• **What you will do**
Return the records verbatim.

• **Provided records**
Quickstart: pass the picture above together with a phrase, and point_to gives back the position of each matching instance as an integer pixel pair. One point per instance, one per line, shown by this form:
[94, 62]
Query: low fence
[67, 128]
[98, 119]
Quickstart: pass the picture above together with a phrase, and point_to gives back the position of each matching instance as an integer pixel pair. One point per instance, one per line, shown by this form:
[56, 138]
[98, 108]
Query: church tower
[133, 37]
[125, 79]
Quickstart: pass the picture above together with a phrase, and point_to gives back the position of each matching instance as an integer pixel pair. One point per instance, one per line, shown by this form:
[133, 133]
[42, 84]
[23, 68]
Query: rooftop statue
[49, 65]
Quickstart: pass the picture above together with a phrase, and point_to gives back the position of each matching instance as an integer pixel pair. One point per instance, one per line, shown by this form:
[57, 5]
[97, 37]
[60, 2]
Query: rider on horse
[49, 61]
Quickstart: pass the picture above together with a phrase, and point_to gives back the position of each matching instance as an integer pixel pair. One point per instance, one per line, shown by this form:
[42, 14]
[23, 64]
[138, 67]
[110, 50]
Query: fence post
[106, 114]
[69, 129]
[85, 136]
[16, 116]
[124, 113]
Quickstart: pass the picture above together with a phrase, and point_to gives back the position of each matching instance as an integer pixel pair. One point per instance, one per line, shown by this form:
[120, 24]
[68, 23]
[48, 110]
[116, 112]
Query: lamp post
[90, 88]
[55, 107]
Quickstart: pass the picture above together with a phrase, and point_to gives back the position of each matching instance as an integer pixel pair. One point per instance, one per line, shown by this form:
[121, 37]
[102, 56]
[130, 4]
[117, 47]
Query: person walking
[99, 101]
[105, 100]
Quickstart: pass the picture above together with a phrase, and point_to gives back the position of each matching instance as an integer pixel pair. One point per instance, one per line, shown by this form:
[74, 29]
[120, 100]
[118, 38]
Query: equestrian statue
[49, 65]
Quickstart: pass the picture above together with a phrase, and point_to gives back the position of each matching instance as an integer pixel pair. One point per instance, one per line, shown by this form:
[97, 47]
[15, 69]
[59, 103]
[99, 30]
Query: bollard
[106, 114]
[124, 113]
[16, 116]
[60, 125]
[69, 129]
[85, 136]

• **Answer to the exercise**
Quickstart: pass the picture above together with a phrase, and point_to gives back the position of each matching instance as an integer pixel pair. One point per instance, one per line, shown by this form:
[94, 62]
Query: low fence
[67, 128]
[98, 119]
Quickstart: pass the picture above together with a phrase, and point_to gives back the position of each matching instance as an integer pixel pair. One point per instance, one per line, shown by this form:
[56, 138]
[98, 108]
Query: church tower
[133, 37]
[125, 79]
Quickstart: pass the picture above together with a phrase, and point_to gives back the position of each matching instance as an integer pixel pair. One point per instance, one per line, shown by this form:
[133, 133]
[42, 84]
[23, 68]
Query: rooftop statue
[49, 65]
Quickstart: pass the picture above together with a phrase, and point_to gives back the position of each matching instance as an integer pixel pair. One point per instance, one per line, shown by this form:
[57, 5]
[97, 37]
[60, 2]
Query: rider on horse
[49, 61]
Quickstart: pass the picture above together with a phrase, and point_to gives back the position of each matching instance as an integer pixel pair. One point per instance, one per line, shown by this form:
[42, 14]
[23, 64]
[138, 67]
[110, 50]
Query: fence post
[106, 114]
[69, 129]
[85, 136]
[16, 116]
[124, 113]
Quickstart: pass the picture above together with a phrase, and point_to gives back the position of each matching instance as an integer pixel pair. One point per instance, one per line, shown by this form:
[120, 24]
[68, 23]
[48, 110]
[116, 112]
Query: lamp post
[90, 88]
[55, 107]
Quickstart: pass the picture above together with a phrase, and point_to gives back the position of each matching instance as an integer pixel pair. One point per instance, one per line, shown by this form:
[121, 37]
[102, 56]
[130, 4]
[117, 47]
Query: person walking
[99, 101]
[105, 100]
Quickstart: pass the picture above together with a phrase, and point_to gives back the position of each matching instance as an integer pixel pair. One point per instance, one per line, shown by this form:
[74, 29]
[120, 100]
[118, 38]
Query: equestrian statue
[49, 65]
Quickstart: pass the picture above together with a phrase, and point_to gives back the position of each matching instance as an integer pixel pair. One point per instance, one per line, shown by this form:
[97, 47]
[15, 69]
[59, 103]
[99, 30]
Query: bollard
[106, 114]
[124, 113]
[16, 116]
[60, 125]
[69, 129]
[85, 136]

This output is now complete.